__Stated problem 1__
In the post about teaching open source, how many times has the course now been taught?
__Stated problem 2__
In the post about teaching open source, write out the passage from "I've been doing" to "skills for 1)." again, swapping "weekly labs" for "biweekly labs".

__Source excerpt__
As I often do at the end of a term of teaching open source, I like to record some details about what I've observed and learned. This was the 16th time I've taught the course, and as always, the experience was unique, despite also being very familiar.
I've been doing open source in an academic setting long enough that I feel comfortable counting on open source contributions to produce a particular set of learning outcomes. My experience this term has reinforced my belief that with proper support, open source is the best way to rapidly accelerate the growth, skill development, and confidence of new developers.
The course runs in two parallel tracks: 1) contributing between 7-10 pull requests to existing open source repositories, slowly progressing in complexity and scope; and 2) completing a series of weekly labs to supplement and teach the required skills for 1).
Labs
For the second year in a row, I've approached the "getting started" problem by adding a series of labs that simulate the workflows and community interactions of real open source contributions. In the past I relied on real contribution experiences to provide this knowledge, but it was often unevenly acquired between students. The labs provide ready-made experiences (managing a repo, creating PRs, doing code reviews, dealing with complex git workflows, writing tests, CI pipelines).

__Information supplied__
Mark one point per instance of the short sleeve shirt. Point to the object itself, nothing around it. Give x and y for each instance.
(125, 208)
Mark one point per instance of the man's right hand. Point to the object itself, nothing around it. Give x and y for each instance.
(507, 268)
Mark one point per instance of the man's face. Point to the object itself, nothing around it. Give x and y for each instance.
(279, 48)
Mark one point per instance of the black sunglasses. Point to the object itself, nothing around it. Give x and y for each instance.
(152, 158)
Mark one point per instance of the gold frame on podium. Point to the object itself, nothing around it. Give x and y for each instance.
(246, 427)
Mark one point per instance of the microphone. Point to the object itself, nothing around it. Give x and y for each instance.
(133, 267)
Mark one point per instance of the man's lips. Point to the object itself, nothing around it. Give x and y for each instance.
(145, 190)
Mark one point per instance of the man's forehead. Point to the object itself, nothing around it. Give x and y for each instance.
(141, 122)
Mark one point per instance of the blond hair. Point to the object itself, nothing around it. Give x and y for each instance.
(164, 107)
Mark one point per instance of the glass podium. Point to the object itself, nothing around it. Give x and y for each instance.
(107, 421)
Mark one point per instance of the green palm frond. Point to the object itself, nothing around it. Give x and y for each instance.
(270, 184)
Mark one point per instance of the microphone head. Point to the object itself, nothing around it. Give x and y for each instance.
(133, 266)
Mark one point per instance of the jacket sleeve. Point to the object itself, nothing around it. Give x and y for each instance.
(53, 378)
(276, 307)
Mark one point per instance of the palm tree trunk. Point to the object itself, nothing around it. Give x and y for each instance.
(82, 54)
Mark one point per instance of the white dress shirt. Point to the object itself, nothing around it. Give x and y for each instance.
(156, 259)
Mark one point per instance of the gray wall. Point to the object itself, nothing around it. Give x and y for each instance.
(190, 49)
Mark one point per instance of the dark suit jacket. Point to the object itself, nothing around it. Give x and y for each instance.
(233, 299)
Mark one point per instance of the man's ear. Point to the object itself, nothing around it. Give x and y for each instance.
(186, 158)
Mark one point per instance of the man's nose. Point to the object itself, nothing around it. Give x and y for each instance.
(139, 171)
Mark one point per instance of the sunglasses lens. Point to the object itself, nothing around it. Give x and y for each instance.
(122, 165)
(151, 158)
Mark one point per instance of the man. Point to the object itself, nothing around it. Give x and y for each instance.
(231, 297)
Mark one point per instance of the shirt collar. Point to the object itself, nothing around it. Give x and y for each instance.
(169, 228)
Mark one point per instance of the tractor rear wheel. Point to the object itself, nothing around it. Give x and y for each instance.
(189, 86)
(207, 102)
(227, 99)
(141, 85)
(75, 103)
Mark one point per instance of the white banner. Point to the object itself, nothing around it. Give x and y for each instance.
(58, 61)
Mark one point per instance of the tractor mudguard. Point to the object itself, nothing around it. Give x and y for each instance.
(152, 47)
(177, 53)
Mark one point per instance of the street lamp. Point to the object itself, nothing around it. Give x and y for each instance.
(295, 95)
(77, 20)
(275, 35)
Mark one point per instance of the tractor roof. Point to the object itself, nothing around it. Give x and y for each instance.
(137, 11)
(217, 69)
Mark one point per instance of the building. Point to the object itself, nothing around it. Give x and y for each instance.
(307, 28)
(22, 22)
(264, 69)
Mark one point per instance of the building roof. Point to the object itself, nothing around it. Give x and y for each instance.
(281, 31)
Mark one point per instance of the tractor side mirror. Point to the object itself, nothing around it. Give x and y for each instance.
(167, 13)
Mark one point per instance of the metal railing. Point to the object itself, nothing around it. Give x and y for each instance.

__Expected answer 1__
This was the 16th time the course was taught.

__Expected answer 2__
I've been doing open source in an academic setting long enough that I feel comfortable counting on open source contributions to produce a particular set of learning outcomes. My experience this term has reinforced my belief that with proper support, open source is the best way to rapidly accelerate the growth, skill development, and confidence of new developers.
The course runs in two parallel tracks: 1) contributing between 7-10 pull requests to existing open source repositories, slowly progressing in complexity and scope; and 2) completing a series of biweekly labs to supplement and teach the required skills for 1).